## Exercise requirements:
Each entry below must be repeated word for word.

* Start *

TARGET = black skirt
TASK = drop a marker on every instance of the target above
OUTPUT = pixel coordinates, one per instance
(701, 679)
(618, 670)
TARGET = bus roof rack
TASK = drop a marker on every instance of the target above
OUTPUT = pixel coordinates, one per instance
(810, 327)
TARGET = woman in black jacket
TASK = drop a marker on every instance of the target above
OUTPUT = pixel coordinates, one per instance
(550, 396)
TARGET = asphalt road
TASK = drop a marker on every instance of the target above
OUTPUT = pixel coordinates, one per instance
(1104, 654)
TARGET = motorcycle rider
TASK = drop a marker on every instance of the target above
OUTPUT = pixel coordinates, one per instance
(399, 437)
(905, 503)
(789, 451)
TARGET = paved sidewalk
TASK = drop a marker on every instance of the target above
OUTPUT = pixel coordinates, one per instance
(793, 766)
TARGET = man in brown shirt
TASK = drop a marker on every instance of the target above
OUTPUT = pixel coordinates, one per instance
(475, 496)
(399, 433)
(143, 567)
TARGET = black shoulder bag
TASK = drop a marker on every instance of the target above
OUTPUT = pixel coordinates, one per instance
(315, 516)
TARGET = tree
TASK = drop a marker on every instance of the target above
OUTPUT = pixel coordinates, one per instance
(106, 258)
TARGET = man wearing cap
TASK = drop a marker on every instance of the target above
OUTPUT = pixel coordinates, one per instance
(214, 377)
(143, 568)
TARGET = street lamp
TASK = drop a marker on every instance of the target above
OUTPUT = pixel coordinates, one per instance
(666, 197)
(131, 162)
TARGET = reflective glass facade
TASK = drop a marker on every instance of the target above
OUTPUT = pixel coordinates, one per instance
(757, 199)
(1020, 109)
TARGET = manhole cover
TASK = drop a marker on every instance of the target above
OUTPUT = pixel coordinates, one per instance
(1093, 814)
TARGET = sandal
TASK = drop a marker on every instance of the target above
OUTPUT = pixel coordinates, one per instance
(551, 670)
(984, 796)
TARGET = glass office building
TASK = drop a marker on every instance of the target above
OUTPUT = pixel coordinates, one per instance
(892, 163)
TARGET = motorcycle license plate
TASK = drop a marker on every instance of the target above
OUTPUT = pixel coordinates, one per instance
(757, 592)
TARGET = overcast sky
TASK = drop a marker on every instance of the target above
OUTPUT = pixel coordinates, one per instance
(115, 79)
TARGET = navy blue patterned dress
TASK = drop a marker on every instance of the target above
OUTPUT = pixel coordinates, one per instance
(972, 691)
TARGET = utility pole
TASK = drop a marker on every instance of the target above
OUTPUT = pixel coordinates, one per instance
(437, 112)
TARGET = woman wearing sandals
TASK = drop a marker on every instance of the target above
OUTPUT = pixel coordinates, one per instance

* End *

## Answer:
TARGET = black skirt
TASK = drop a marker on every instance of the target above
OUTPUT = pixel coordinates, one per instance
(701, 679)
(618, 670)
TARGET = bus roof rack
TASK = drop a marker on every instance of the target above
OUTPUT = pixel coordinates, one per instance
(810, 327)
TARGET = woman in black jacket
TASK = drop a marker on every instance of the target above
OUTPUT = pixel coordinates, one per instance
(550, 396)
TARGET = asphalt road
TASK = drop a marker on every instance of the target above
OUTPUT = pixel coordinates, one per instance
(1104, 654)
TARGET = motorcycle rider
TASK = drop a marker on every instance of the target above
OUTPUT = pixel coordinates, one per instance
(399, 437)
(905, 503)
(789, 451)
TARGET = paved sidewalk
TASK = drop a marker on every instance of the target above
OUTPUT = pixel coordinates, one per instance
(793, 766)
TARGET = man in brown shirt
TASK = drop a marker on every instance of the target above
OUTPUT = pixel coordinates, one per instance
(475, 496)
(399, 433)
(143, 567)
TARGET = black shoulder bag
TASK = drop a marker on every instance of the target above
OUTPUT = pixel coordinates, one per instance
(315, 516)
TARGET = tree
TASK = drop a marker on every instance of the target above
OUTPUT = pixel coordinates, one per instance
(106, 258)
TARGET = man wearing cap
TASK = drop a marker on every instance of the target above
OUTPUT = pixel coordinates, one per instance
(214, 377)
(143, 568)
TARGET = street lamp
TASK = drop a marker on every instance of the target above
OUTPUT = pixel coordinates, one per instance
(666, 197)
(131, 162)
TARGET = reflective glass facade
TASK = drop a marker on every instance of the target above
OUTPUT = pixel coordinates, one per instance
(757, 199)
(1020, 109)
TARGET = manhole cover
TASK = drop a marker on every instance of the target above
OUTPUT = pixel coordinates, one per instance
(1093, 814)
TARGET = sandal
TASK = drop a marker on every instance of the target above
OUTPUT = pixel coordinates, one per instance
(551, 670)
(984, 796)
TARGET = glass office building
TASK = drop a marker on every instance of the target above
OUTPUT = pixel coordinates, one per instance
(892, 163)
TARGET = motorcycle license plate
TASK = drop a marker on every instance of the target above
OUTPUT = pixel coordinates, one per instance
(757, 592)
TARGET = overcast sky
TASK = drop a marker on every instance of the target above
OUTPUT = pixel coordinates, one per instance
(115, 79)
TARGET = navy blue patterned dress
TASK = drop a marker on every instance of the target above
OUTPUT = pixel coordinates, one per instance
(972, 691)
TARGET = utility pole
TASK = drop a marker on every instance of the target above
OUTPUT = pixel coordinates, one per instance
(437, 112)
TARGET = woman wearing sandals
TASK = drop a marker on every instance of the target above
OUTPUT = pixel coordinates, one per instance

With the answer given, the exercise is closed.